Could you reproduce the records below word for word, starting at the line that contains "man in dark" and stopping at the end of the records?

- **EXTRACTED MATERIAL**
----
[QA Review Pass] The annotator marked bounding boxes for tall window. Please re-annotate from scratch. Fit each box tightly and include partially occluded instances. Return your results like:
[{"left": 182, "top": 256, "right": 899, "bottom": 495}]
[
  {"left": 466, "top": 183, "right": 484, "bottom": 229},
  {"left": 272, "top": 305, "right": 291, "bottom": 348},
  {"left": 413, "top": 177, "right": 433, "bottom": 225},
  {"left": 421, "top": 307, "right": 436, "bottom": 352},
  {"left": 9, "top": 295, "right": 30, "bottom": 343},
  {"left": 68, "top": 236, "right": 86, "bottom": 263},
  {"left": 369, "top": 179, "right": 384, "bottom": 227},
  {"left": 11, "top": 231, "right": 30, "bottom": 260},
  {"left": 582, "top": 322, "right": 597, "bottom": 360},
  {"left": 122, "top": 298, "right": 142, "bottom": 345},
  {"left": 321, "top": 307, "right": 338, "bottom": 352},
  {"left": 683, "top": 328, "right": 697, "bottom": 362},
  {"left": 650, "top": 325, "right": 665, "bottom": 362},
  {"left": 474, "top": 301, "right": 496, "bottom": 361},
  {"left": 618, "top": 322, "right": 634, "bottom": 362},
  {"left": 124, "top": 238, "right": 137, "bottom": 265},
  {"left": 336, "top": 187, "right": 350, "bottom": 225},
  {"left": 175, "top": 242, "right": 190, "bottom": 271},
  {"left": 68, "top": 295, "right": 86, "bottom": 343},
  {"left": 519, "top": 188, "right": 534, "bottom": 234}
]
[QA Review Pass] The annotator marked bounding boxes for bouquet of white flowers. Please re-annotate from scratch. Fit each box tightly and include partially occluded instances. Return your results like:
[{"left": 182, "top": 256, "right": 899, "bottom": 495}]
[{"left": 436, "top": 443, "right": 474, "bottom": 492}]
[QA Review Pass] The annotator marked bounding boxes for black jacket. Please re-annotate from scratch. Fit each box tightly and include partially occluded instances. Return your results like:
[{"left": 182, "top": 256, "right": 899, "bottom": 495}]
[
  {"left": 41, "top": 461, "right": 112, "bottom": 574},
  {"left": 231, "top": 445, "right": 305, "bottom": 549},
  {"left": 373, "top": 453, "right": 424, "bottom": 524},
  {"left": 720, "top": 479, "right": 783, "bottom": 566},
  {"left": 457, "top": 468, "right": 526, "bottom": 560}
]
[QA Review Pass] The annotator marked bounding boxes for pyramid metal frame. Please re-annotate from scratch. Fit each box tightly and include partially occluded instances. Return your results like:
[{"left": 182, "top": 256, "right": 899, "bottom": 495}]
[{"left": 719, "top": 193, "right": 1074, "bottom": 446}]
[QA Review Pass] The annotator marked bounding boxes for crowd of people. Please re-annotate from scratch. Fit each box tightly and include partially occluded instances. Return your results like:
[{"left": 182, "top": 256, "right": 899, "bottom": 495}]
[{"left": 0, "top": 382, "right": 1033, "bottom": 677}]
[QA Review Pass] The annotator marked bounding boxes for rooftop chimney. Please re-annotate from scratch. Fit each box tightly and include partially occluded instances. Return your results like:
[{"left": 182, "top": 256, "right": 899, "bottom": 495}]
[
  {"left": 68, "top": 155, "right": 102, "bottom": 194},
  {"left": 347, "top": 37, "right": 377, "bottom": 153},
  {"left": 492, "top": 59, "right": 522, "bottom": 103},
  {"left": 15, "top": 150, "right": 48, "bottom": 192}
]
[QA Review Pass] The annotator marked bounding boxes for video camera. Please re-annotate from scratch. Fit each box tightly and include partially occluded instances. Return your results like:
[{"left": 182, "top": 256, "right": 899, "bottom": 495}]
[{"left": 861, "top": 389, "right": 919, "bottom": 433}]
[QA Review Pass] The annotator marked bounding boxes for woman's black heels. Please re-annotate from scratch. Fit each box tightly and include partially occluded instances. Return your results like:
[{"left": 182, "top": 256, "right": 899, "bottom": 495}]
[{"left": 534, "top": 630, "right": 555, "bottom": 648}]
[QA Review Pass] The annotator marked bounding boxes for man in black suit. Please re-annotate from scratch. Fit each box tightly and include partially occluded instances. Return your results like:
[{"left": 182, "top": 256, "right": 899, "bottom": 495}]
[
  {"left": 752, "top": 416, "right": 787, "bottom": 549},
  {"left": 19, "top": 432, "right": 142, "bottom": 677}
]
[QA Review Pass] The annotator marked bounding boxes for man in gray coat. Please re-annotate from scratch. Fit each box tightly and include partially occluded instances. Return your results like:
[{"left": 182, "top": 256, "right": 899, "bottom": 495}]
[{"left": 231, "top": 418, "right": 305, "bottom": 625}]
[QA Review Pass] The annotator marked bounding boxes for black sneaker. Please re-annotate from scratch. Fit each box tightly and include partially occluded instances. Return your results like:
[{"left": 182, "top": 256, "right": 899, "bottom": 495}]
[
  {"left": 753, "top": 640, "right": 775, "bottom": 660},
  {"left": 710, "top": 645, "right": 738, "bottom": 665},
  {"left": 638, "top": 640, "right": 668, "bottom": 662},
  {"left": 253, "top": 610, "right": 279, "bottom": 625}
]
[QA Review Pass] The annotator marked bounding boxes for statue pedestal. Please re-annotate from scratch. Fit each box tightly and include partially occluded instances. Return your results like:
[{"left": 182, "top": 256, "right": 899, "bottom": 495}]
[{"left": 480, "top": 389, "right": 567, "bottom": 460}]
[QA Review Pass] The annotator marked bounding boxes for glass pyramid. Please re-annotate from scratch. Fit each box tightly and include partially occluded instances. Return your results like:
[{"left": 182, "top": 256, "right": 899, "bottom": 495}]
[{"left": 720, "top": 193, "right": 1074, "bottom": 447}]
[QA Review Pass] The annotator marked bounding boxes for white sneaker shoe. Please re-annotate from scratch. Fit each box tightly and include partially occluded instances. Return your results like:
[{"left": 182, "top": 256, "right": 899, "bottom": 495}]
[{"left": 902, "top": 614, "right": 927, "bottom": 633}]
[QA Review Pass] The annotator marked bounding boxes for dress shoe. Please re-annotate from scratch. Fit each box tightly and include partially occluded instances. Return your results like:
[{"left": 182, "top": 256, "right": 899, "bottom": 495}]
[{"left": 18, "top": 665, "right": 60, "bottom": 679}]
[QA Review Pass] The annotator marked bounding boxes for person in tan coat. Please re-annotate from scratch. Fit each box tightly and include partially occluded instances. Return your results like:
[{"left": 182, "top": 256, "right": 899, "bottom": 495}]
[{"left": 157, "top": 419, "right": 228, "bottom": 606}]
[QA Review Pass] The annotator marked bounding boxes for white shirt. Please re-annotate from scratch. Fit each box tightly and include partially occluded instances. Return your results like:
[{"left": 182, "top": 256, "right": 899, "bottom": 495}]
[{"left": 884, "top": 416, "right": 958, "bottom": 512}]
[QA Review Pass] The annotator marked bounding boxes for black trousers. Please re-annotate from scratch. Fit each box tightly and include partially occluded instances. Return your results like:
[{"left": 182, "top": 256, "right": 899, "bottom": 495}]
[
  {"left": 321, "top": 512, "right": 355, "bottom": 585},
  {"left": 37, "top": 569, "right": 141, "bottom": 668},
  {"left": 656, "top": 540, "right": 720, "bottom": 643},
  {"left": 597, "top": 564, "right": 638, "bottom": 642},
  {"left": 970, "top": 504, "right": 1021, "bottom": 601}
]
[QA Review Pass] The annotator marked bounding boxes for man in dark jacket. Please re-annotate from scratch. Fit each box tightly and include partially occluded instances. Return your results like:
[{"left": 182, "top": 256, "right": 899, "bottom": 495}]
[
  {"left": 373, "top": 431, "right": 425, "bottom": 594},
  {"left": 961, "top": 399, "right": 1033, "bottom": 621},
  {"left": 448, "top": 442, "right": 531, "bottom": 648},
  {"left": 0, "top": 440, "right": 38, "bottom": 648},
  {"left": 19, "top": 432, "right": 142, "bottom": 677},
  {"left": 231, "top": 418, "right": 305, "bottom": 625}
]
----
- **WRITTEN SOLUTION**
[QA Review Pass] The annotator marked bounding boxes for man in dark jacket. Please re-annotate from scratch. Fit each box tightly and include partially occluded instances. Return your results like:
[{"left": 182, "top": 256, "right": 899, "bottom": 495}]
[
  {"left": 373, "top": 431, "right": 425, "bottom": 594},
  {"left": 961, "top": 399, "right": 1033, "bottom": 621},
  {"left": 448, "top": 442, "right": 531, "bottom": 648},
  {"left": 0, "top": 440, "right": 38, "bottom": 648},
  {"left": 19, "top": 432, "right": 142, "bottom": 677},
  {"left": 231, "top": 418, "right": 305, "bottom": 625}
]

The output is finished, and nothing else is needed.